- **Saved data entries**

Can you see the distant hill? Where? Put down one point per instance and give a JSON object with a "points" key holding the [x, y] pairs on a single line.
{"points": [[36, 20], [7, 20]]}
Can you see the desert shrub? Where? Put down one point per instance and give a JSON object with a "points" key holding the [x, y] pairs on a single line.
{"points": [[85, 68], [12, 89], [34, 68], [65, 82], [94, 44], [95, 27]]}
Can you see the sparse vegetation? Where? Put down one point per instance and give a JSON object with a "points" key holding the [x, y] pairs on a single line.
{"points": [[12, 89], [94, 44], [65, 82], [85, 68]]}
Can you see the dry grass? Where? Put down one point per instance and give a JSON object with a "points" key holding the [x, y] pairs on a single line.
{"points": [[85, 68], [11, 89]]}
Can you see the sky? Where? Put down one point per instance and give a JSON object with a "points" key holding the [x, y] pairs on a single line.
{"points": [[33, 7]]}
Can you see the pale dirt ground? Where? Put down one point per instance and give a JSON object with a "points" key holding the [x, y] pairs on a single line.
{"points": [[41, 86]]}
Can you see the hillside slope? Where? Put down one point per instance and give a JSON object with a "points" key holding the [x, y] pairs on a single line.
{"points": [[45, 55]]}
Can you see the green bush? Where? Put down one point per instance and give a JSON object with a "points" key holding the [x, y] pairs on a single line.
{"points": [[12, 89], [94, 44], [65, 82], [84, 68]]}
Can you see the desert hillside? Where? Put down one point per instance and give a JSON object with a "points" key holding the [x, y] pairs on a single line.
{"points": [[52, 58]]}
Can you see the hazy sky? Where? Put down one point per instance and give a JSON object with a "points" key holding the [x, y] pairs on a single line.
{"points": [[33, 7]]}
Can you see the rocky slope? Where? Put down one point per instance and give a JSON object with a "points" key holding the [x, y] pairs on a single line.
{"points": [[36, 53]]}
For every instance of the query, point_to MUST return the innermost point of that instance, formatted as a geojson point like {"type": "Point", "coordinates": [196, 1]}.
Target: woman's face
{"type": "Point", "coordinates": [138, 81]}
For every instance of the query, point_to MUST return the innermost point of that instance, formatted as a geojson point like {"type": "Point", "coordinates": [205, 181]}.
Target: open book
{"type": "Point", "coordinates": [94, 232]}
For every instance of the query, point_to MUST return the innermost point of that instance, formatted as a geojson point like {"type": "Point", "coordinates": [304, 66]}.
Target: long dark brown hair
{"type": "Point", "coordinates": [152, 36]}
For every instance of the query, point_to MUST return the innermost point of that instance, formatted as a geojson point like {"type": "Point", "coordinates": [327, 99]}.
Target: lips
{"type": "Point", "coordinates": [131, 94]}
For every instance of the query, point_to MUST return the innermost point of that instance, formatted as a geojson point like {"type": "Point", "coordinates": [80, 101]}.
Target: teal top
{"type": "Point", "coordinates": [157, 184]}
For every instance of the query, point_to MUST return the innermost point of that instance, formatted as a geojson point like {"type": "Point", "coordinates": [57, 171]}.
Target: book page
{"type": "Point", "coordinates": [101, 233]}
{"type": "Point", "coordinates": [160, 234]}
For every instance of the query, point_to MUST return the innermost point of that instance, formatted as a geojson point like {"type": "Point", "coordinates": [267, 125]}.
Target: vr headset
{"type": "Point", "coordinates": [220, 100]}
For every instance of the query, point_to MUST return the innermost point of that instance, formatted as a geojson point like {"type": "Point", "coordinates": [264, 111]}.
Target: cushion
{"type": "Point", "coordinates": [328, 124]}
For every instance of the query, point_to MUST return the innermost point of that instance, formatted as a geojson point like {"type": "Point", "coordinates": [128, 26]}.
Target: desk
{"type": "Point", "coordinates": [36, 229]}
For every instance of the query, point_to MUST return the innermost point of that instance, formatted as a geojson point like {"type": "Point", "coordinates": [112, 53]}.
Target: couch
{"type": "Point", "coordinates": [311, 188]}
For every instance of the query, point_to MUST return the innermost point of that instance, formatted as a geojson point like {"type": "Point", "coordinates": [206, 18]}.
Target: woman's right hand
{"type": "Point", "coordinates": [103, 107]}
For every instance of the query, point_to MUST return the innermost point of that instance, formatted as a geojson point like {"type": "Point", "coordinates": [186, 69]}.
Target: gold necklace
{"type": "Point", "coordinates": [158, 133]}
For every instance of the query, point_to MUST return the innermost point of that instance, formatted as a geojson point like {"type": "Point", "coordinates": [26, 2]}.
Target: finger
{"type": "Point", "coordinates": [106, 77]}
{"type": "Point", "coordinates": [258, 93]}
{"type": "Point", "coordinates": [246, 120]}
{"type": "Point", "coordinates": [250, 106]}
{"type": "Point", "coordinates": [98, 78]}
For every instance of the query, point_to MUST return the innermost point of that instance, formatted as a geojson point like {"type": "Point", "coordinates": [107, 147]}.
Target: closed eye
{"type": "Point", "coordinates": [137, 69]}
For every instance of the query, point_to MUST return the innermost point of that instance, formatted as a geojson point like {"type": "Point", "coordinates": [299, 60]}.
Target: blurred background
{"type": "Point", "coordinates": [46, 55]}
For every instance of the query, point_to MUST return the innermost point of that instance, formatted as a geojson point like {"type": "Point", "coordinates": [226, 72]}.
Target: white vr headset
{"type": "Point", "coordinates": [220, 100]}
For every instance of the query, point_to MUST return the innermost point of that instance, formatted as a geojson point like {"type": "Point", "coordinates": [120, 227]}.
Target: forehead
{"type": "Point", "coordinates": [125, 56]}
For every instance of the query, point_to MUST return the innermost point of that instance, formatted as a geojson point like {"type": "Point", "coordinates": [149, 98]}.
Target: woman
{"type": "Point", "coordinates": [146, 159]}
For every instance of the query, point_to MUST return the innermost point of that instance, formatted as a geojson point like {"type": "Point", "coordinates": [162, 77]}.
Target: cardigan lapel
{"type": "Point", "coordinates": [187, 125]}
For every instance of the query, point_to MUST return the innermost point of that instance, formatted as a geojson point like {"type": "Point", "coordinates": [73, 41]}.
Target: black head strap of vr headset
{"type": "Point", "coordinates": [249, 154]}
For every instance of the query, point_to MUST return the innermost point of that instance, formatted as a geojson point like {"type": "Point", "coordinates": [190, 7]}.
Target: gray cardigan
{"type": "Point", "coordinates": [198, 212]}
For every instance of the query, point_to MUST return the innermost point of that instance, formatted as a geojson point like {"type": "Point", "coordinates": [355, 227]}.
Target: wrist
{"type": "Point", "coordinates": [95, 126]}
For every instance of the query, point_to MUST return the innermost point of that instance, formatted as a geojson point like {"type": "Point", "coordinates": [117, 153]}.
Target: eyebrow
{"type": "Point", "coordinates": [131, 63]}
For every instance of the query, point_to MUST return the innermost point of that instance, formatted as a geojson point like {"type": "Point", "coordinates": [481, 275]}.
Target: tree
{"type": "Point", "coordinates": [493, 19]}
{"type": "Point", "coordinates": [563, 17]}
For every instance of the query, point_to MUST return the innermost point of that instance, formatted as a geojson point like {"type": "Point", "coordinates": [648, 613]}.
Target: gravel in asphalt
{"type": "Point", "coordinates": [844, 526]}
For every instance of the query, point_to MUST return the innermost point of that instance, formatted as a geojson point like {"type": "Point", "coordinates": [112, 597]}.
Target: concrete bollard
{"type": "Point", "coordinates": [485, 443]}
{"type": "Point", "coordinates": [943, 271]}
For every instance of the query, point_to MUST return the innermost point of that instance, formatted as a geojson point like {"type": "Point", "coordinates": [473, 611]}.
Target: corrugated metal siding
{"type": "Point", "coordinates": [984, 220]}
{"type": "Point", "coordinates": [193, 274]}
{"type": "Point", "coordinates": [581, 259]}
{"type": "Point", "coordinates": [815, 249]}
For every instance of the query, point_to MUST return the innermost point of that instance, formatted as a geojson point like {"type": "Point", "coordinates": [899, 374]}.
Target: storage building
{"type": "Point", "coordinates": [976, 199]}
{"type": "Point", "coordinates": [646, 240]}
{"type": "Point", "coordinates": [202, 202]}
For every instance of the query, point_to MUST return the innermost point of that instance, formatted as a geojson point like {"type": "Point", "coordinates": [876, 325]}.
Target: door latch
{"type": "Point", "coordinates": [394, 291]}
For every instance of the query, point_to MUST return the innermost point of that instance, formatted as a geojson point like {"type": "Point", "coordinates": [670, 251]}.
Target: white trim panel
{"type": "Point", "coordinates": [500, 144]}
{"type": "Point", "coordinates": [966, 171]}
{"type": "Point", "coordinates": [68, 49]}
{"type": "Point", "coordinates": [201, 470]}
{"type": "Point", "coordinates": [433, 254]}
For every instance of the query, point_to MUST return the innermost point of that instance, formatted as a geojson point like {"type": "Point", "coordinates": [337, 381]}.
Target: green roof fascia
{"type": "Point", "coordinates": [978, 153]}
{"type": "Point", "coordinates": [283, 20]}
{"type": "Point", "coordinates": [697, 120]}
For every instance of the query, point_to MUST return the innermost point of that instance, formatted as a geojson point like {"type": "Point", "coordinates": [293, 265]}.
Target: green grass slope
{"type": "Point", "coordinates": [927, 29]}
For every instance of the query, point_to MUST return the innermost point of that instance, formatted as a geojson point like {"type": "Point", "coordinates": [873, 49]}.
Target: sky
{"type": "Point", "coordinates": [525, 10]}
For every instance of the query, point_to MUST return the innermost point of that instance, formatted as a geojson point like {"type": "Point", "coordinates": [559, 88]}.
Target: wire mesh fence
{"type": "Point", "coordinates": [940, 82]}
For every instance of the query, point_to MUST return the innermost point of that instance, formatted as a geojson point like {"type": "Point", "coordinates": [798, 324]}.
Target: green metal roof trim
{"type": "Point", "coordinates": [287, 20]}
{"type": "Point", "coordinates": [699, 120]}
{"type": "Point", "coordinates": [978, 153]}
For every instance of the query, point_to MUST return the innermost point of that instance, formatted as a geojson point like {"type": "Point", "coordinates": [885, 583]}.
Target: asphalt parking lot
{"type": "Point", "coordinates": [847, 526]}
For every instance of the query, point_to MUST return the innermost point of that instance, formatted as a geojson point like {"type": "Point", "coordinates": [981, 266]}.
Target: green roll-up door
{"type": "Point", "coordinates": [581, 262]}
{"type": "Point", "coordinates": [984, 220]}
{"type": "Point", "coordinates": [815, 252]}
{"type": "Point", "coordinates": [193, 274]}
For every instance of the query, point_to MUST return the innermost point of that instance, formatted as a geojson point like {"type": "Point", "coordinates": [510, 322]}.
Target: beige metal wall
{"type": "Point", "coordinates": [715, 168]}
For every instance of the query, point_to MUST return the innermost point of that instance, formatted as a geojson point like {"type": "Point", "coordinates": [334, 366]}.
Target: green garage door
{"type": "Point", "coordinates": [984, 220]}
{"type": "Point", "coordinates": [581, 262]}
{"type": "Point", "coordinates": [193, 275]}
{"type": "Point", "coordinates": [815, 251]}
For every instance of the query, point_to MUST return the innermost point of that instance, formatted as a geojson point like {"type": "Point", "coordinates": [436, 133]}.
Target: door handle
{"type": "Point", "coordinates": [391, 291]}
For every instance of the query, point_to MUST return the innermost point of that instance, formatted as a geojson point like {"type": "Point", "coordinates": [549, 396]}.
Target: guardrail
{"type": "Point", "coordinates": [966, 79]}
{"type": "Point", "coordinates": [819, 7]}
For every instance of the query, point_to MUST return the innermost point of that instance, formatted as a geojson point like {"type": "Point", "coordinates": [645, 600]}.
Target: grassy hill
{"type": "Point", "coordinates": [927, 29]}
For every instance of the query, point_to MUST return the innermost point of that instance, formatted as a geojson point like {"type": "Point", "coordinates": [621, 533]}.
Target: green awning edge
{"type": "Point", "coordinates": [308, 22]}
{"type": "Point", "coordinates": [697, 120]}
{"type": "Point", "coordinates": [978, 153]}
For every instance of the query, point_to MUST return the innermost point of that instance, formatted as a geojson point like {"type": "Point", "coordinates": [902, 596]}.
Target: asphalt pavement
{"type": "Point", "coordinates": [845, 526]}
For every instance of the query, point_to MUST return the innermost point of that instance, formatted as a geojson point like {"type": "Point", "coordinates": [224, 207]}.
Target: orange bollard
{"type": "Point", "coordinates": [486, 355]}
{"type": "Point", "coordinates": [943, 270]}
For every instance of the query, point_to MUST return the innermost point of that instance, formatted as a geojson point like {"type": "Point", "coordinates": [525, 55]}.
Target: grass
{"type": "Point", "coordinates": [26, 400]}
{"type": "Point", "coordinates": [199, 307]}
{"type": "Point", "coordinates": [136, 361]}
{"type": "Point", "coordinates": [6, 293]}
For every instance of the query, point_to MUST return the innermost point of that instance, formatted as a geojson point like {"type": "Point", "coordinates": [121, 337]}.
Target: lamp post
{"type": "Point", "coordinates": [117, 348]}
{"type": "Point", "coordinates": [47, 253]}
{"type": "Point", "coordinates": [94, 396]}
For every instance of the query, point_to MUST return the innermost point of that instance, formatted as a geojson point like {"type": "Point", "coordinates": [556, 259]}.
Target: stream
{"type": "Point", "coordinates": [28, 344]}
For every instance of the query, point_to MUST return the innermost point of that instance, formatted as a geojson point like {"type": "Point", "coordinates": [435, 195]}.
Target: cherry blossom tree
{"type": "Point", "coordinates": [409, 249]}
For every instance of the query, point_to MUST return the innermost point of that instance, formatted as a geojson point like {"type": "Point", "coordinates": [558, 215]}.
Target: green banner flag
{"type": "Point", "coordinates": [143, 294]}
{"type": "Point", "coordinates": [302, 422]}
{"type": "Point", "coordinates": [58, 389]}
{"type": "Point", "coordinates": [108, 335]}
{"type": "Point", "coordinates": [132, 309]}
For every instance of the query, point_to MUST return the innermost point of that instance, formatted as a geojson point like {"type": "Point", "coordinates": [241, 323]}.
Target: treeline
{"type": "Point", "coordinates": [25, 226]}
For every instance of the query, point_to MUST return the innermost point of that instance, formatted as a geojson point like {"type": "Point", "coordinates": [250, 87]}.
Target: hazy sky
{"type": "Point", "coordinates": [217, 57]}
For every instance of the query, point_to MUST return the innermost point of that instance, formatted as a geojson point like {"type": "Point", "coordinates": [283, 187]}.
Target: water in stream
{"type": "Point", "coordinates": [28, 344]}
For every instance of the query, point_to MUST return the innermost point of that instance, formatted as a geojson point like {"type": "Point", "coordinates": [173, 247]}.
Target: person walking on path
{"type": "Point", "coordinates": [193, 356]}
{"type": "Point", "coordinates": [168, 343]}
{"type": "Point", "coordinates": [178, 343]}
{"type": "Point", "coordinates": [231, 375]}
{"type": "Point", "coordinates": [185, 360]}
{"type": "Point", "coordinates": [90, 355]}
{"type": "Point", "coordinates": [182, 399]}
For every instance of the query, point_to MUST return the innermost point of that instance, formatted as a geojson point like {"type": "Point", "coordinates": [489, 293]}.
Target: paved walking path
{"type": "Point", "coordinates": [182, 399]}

- **Your objective**
The required output is the lines from the one holding "Target: person walking on path" through the last line of the entries above, copied exactly.

- **Worked solution**
Target: person walking on path
{"type": "Point", "coordinates": [193, 356]}
{"type": "Point", "coordinates": [168, 343]}
{"type": "Point", "coordinates": [178, 343]}
{"type": "Point", "coordinates": [231, 375]}
{"type": "Point", "coordinates": [185, 360]}
{"type": "Point", "coordinates": [90, 355]}
{"type": "Point", "coordinates": [182, 399]}
For every instance of the query, point_to MUST return the innermost point of that instance, formatted as a geojson point like {"type": "Point", "coordinates": [489, 293]}.
Target: paved walking path
{"type": "Point", "coordinates": [182, 399]}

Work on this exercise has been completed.